───── ENTRIES PROVIDED ─────

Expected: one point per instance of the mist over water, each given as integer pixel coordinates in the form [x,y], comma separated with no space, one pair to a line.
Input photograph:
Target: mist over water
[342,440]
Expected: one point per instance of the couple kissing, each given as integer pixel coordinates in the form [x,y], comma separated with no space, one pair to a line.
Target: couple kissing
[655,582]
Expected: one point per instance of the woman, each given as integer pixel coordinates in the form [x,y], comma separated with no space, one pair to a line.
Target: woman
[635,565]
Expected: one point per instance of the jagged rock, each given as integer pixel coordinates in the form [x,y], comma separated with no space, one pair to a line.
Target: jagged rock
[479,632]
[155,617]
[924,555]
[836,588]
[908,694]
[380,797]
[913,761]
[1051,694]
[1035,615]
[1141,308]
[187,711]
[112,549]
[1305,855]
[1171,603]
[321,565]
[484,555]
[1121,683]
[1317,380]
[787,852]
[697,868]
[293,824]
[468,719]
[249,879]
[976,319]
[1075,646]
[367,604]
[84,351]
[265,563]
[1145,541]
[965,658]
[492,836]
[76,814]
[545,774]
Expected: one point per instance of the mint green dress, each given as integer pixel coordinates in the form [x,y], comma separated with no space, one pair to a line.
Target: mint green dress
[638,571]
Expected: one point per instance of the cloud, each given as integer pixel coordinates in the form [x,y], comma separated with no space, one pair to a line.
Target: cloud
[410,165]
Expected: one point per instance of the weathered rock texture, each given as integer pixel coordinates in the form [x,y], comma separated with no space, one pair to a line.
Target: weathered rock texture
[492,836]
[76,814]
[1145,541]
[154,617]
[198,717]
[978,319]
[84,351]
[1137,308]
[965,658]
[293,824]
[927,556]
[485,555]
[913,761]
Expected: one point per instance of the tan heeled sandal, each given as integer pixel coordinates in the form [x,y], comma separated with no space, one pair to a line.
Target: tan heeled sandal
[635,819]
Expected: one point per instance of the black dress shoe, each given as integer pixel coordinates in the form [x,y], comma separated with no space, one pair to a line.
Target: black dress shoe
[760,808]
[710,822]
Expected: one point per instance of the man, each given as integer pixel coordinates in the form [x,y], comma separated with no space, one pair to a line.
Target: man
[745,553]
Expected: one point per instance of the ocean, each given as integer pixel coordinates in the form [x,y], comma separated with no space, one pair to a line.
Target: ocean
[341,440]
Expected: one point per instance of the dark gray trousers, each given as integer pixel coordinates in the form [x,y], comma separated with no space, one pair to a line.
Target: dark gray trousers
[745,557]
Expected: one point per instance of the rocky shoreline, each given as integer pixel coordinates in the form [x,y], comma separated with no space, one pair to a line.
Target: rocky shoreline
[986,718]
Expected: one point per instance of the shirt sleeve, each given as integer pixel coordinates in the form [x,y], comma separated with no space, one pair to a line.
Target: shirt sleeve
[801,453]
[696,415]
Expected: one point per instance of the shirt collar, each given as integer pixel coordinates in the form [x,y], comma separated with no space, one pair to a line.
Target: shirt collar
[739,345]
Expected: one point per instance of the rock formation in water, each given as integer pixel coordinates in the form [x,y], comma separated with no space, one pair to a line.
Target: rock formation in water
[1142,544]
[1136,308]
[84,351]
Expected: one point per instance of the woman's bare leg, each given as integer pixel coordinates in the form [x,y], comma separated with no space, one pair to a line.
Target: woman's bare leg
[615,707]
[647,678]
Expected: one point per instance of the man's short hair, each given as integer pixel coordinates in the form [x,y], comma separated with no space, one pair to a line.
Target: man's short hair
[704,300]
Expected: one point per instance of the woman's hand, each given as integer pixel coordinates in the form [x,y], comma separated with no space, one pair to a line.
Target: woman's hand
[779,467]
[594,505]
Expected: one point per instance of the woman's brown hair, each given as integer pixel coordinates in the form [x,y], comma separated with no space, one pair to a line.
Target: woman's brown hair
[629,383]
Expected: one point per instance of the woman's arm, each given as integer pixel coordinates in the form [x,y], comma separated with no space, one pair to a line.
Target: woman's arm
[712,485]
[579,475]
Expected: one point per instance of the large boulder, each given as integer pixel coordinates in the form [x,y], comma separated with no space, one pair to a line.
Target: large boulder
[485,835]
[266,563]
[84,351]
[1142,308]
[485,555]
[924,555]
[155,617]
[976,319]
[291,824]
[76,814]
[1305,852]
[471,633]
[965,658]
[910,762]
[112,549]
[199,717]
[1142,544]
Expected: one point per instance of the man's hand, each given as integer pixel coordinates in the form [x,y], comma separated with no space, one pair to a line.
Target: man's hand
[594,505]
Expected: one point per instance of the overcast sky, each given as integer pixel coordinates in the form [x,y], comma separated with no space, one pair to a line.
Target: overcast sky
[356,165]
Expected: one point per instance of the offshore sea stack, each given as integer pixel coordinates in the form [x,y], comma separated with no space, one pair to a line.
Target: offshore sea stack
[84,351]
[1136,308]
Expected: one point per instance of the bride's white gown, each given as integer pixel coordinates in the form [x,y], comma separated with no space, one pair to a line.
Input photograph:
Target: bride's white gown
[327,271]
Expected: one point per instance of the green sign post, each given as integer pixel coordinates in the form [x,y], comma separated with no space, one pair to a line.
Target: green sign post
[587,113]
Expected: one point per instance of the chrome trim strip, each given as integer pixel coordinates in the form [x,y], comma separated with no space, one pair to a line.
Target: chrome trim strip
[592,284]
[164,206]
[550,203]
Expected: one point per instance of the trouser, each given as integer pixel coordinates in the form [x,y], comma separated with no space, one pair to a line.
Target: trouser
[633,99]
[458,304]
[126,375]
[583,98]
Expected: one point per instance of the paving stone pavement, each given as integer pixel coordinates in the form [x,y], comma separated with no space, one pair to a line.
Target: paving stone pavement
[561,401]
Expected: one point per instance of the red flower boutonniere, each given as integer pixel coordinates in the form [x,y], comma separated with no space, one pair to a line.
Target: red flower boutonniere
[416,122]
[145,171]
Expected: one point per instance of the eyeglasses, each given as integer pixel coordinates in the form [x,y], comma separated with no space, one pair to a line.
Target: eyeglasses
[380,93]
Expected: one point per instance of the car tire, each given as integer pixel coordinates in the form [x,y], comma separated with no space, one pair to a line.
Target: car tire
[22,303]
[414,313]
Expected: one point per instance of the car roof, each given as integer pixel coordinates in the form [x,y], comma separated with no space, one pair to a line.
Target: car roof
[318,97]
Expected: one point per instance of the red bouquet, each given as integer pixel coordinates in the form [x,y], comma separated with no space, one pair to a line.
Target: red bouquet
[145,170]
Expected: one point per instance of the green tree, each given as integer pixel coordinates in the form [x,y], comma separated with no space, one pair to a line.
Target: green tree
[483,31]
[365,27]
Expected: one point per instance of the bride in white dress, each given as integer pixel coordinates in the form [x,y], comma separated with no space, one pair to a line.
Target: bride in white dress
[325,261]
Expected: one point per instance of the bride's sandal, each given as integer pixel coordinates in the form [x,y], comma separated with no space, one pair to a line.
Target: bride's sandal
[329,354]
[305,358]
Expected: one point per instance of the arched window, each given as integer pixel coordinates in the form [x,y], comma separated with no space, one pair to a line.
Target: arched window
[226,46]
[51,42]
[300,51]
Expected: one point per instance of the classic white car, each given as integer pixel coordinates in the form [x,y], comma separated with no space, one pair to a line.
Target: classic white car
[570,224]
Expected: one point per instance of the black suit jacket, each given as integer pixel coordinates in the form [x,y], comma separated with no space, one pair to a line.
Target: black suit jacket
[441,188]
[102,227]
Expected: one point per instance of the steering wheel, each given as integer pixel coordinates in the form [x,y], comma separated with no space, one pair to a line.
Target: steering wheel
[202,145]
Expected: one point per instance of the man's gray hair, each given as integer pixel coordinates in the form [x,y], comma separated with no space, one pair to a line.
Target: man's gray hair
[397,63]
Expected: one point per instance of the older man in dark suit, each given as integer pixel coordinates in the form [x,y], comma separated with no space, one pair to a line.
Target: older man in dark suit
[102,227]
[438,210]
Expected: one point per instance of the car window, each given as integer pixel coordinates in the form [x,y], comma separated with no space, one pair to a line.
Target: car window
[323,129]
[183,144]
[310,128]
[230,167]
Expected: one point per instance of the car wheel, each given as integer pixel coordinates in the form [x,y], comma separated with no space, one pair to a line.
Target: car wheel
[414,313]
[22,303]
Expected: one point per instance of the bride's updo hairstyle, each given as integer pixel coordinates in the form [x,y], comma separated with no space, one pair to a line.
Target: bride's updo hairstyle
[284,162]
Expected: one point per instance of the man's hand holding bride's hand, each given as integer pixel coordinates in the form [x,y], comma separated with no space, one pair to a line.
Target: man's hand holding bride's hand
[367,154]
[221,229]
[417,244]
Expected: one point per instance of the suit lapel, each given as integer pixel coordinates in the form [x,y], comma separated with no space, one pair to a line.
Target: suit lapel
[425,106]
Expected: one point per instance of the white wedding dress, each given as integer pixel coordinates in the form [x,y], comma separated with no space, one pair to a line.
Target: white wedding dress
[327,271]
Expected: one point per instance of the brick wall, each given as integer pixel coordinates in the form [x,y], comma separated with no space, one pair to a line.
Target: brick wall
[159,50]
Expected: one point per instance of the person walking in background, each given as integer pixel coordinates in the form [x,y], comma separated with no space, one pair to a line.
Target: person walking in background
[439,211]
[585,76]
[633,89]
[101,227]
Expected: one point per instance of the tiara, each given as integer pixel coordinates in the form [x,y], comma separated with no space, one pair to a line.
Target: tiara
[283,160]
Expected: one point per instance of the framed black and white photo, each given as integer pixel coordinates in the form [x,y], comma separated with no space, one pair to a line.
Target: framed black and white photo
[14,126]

─────

- [TASK TO CARRY OUT]: Find the line that contains "Expected: one point per instance of the car window, each" in the listing above. Retype it and every line after it up to the last, exactly, and nothing else.

- [RESULT FOR THIS EXERCISE]:
Expected: one point per instance of the car window, each given as integer pixel coordinates in the form [x,y], comma separated with no space, one pair to a line.
Target: car window
[323,129]
[183,144]
[310,128]
[230,167]
Expected: one point per instance of the car wheel, each given as integer pixel coordinates in the form [x,y], comma separated with no space, one pair to a line.
Target: car wheel
[414,313]
[22,303]
Expected: one point per instance of the bride's updo hairstyle, each given as integer pixel coordinates in the form [x,y], comma separated with no space, one pair to a line.
Target: bride's updo hairstyle
[284,162]
Expected: one point per instance of the man's hand holding bride's hand, each given as integer pixel coordinates in the form [x,y], comma separated with no space, one pair to a line.
Target: man's hand holding bride's hand
[367,154]
[221,229]
[417,244]
Expected: one point per instance of the suit lapel, each given as integer pixel coordinates in the form [x,y], comma separated with no space, one pair to a line.
Target: suit lapel
[425,106]
Expected: one point per instance of the white wedding dress, each given as integer pixel coordinates in the form [x,y], comma separated with no space, one pair to a line.
Target: white wedding dress
[327,271]
Expected: one point per instance of the brick wall, each given as integer pixel coordinates in the form [x,y], comma separated with no space, one pair to a line.
Target: brick wall
[159,50]
Expected: one point per instance of the person walking in background, each given as integer pixel coordinates in the form [x,y], comma separated with no space, one pair to a line.
Target: person walking in background
[439,211]
[585,76]
[633,89]
[101,227]
Expected: one point per instance of the tiara, each given as integer pixel coordinates in the form [x,y], comma separated with no space, one pair to a line.
Target: tiara
[283,160]
Expected: one point per instance of the framed black and white photo, each given as integer pixel coordinates in the form [x,y], comma separated with no space, one pair to a line.
Target: framed black and white photo
[14,126]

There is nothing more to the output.